Stored data entries
%%
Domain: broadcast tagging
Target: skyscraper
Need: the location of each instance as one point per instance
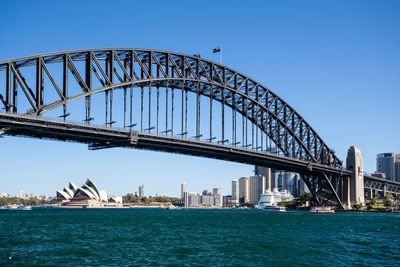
(267, 173)
(235, 191)
(141, 191)
(243, 190)
(257, 187)
(217, 194)
(397, 167)
(183, 189)
(385, 163)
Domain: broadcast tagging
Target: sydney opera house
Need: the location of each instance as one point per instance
(86, 196)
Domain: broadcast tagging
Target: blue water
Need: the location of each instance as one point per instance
(120, 237)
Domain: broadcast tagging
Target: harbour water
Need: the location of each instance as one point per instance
(120, 237)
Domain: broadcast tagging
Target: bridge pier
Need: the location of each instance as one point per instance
(355, 185)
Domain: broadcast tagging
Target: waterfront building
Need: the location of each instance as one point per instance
(88, 196)
(354, 162)
(244, 190)
(274, 179)
(206, 193)
(291, 183)
(385, 163)
(194, 200)
(235, 192)
(397, 168)
(183, 189)
(226, 200)
(268, 174)
(218, 197)
(141, 191)
(207, 200)
(191, 199)
(379, 175)
(257, 187)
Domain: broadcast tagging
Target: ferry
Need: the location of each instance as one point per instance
(322, 209)
(269, 199)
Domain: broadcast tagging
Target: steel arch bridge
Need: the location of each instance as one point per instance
(164, 101)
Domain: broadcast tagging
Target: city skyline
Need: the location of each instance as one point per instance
(343, 63)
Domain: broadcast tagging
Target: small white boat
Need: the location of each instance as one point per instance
(322, 209)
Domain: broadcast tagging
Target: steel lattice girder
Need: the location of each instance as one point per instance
(124, 68)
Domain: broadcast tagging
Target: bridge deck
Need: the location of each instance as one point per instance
(98, 137)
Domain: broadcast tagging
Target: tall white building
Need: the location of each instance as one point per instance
(267, 173)
(207, 200)
(191, 199)
(218, 198)
(244, 189)
(354, 162)
(257, 187)
(183, 189)
(235, 191)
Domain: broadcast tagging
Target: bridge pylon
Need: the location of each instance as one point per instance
(354, 187)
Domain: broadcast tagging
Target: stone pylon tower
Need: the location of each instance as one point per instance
(356, 187)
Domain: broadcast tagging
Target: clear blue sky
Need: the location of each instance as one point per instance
(336, 62)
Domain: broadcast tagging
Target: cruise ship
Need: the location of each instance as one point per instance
(268, 200)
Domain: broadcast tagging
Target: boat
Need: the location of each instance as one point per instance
(268, 200)
(322, 209)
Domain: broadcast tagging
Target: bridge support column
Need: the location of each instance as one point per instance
(346, 192)
(354, 163)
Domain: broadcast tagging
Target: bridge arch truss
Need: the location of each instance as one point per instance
(49, 82)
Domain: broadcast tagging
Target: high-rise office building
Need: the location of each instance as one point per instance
(267, 173)
(141, 191)
(183, 189)
(217, 194)
(397, 167)
(206, 193)
(244, 190)
(257, 187)
(385, 163)
(235, 191)
(291, 183)
(191, 199)
(207, 200)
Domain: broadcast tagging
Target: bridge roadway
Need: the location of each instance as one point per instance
(98, 137)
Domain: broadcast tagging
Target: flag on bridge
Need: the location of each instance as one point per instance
(216, 50)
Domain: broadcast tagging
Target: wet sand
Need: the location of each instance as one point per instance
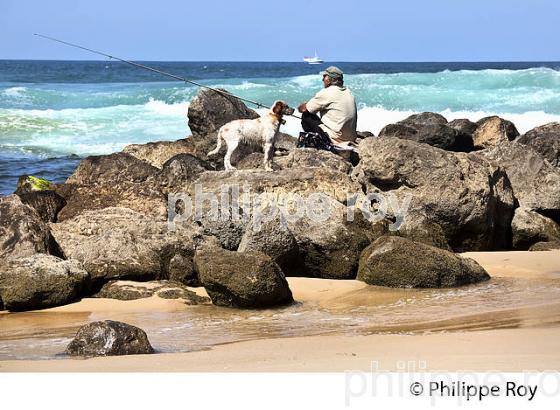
(456, 329)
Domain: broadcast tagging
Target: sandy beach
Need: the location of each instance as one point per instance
(512, 338)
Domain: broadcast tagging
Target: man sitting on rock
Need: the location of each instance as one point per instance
(337, 107)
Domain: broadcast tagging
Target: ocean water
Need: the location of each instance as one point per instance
(52, 113)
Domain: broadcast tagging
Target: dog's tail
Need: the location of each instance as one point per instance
(217, 149)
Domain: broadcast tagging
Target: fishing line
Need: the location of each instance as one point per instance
(155, 70)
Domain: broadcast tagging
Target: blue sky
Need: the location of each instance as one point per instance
(285, 30)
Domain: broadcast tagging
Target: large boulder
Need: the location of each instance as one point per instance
(425, 118)
(242, 279)
(146, 198)
(47, 204)
(535, 182)
(274, 239)
(22, 232)
(29, 183)
(431, 129)
(398, 262)
(157, 153)
(116, 180)
(210, 109)
(468, 197)
(545, 140)
(119, 243)
(40, 281)
(109, 338)
(463, 125)
(128, 290)
(113, 169)
(492, 131)
(546, 246)
(179, 170)
(529, 227)
(313, 158)
(329, 248)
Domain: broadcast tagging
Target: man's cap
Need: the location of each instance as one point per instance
(333, 72)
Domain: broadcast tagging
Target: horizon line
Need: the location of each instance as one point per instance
(289, 61)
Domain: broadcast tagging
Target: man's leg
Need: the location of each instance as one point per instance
(310, 123)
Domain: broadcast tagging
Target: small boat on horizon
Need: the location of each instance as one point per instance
(313, 60)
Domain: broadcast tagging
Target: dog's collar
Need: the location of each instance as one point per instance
(278, 117)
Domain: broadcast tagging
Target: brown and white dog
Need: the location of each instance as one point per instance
(260, 131)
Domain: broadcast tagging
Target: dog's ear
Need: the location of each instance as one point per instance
(278, 107)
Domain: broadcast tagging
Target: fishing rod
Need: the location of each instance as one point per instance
(155, 70)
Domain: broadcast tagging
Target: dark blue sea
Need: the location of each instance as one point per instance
(52, 113)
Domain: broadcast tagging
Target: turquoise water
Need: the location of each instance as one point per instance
(53, 113)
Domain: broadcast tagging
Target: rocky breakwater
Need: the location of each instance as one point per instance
(133, 215)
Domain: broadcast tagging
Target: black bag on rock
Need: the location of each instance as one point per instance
(314, 140)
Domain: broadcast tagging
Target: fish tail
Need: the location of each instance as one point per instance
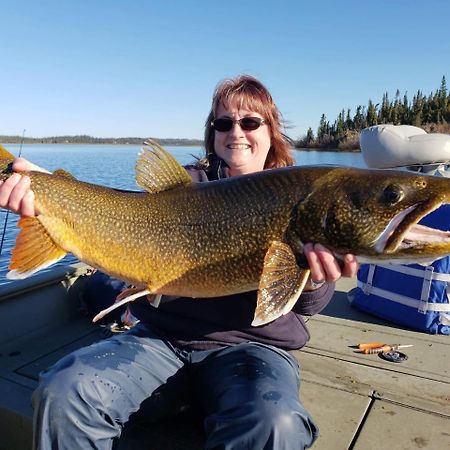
(34, 250)
(6, 159)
%%
▶ GOAL OF THE EXERCISE
Every record above should come back exactly, but without its pictures.

▶ WRITTEN SOLUTION
Domain: broadcast tagging
Target: skyscraper
Need: the location of each instance as one point per instance
(267, 173)
(235, 191)
(141, 191)
(243, 190)
(257, 187)
(217, 194)
(397, 167)
(183, 189)
(385, 163)
Domain: broadcast tagging
Target: sydney opera house
Need: the location of each instance as one point per instance
(86, 196)
Domain: broadcast tagging
Target: blue water
Need: the location of each instance as one point per instance
(120, 237)
Domain: broadcast tagging
Target: harbour water
Need: the location of each instance as one point per instance
(120, 237)
Domain: broadcast tagging
Target: bridge pier
Need: the location of each instance as one point per instance
(355, 185)
Domain: broadcast tagging
Target: waterfront building
Need: the location of each instance as one point per instance
(88, 196)
(354, 162)
(244, 190)
(274, 179)
(206, 193)
(291, 183)
(385, 163)
(194, 200)
(235, 192)
(397, 168)
(183, 189)
(226, 200)
(268, 174)
(218, 197)
(141, 191)
(207, 200)
(191, 199)
(379, 175)
(257, 187)
Domain: broadcast tagging
Target: ferry
Need: the location of each instance as one point per instance
(322, 209)
(269, 199)
Domain: broadcast tagging
Target: steel arch bridge
Need: the location of each instance as one point per instance
(164, 101)
Domain: broadcast tagging
Target: city skyline
Need: the location of each instance as one point per instance
(343, 63)
Domain: broadcast tagging
Target: small white boat
Need: the location of each instance as one point per instance
(322, 209)
Domain: broadcast tagging
Target: steel lattice girder
Need: the location of each instance as one point per instance
(124, 68)
Domain: broadcast tagging
Target: bridge deck
Need: the location of each instance as one point per instance
(98, 137)
Domain: broadcast tagging
Target: tall white building
Need: the location of each instance as one point per instance
(267, 173)
(207, 200)
(191, 199)
(218, 198)
(244, 189)
(354, 162)
(257, 187)
(183, 189)
(235, 191)
Domain: broadcast tagging
Target: bridge pylon
Need: the location of each instance as one point per instance
(354, 187)
Domain: broadcast tagging
Target: stone pylon tower
Need: the location of each instance as one point per instance
(356, 187)
Domain: broadcast tagging
Target: clear blue sky
Need: the location of each instance as one point per instance
(336, 62)
Domain: broadcast tagging
Target: cruise ship
Need: the location of each instance as one point per instance
(268, 200)
Domain: broadcast tagging
Target: boat
Need: the location of each instance as one point per instance
(268, 200)
(322, 209)
Domain: broadcast tagging
Target: bridge support column
Need: the location of each instance as one point per instance
(346, 192)
(354, 163)
Domain: broadcast tagging
Target: bridge arch truss
Need: the location of each instance as one point per instance
(49, 82)
Domain: broadcast tagging
Target: high-rise office building
Need: the location of each instance as one point per instance
(267, 173)
(141, 191)
(183, 189)
(217, 194)
(397, 167)
(206, 193)
(244, 190)
(257, 187)
(385, 163)
(235, 191)
(291, 183)
(191, 199)
(207, 200)
Domain: broadcast tagging
Target: bridge roadway
Need: the location of each instance as one point per instance
(98, 137)
Domain: broadcast tagging
Target: flag on bridge
Need: the location of each instance as one point per instance
(216, 50)
Domain: broadcast tagging
Target: wet sand
Need: the location of each instance as one point per instance
(456, 329)
Domain: broadcast tagging
Target: sandy beach
Need: the location of each instance as one point per instance
(512, 338)
Domain: broadcast tagging
Target: man sitting on rock
Need: the location of each instance as one point per instance
(337, 107)
Domain: broadcast tagging
Target: ocean water
Need: the location of each instance as one point per instance
(52, 113)
Domain: broadcast tagging
Target: dog's tail
Need: the location of each instance as one point per instance
(217, 149)
Domain: broadcast tagging
Target: fishing line
Need: the location of each instance as one point per instance
(155, 70)
Domain: broadcast tagging
Target: blue sky
Need: the location of each instance as one point per instance
(285, 30)
Domain: broadcast tagging
Target: large boulder
Need: the location of each instance as one point per instance
(425, 118)
(242, 279)
(146, 198)
(47, 204)
(535, 182)
(274, 239)
(22, 232)
(29, 183)
(431, 129)
(398, 262)
(157, 153)
(116, 180)
(210, 109)
(468, 197)
(545, 140)
(119, 243)
(40, 281)
(109, 338)
(463, 125)
(128, 290)
(113, 169)
(492, 131)
(546, 246)
(179, 170)
(529, 227)
(313, 158)
(329, 248)
Domain: broadcast tagging
Target: man's cap
Need: the location of each instance as one point per instance
(333, 72)
Domain: broadcast tagging
Target: horizon line
Need: the location of each instance as one point per instance
(289, 61)
Domain: broadcast tagging
Target: man's leg
Need: the location of each instance as one point per instance
(310, 123)
Domain: broadcast tagging
Target: small boat on horizon
Need: the location of each instance as one point per instance
(313, 60)
Domain: broadcast tagging
Target: dog's collar
Need: the location of each instance as one point per instance
(278, 117)
Domain: broadcast tagging
Target: brown and white dog
Need: the location of each instance as one point per instance
(260, 131)
Domain: broadcast tagging
Target: dog's ear
Need: the location of each instance as one point per instance
(278, 107)
Domain: broadcast tagging
Target: fishing rod
Need: the location of each instance as one point per instance
(155, 70)
Domain: broadcast tagging
Target: dark blue sea
Need: the location of each instance as one point per instance
(52, 113)
Domain: broadcast tagging
Target: turquoise water
Need: the location of each instance as one point per instance
(53, 113)
Domain: broadcast tagging
Target: rocky breakwater
Need: the location of each instance as one point per instance
(133, 215)
Domain: broadcast tagging
Target: black bag on rock
Need: the location of each instance as one point per instance
(314, 140)
Domain: broadcast tagging
Target: fish tail
Need: the location of each instance as one point per instance
(34, 250)
(6, 159)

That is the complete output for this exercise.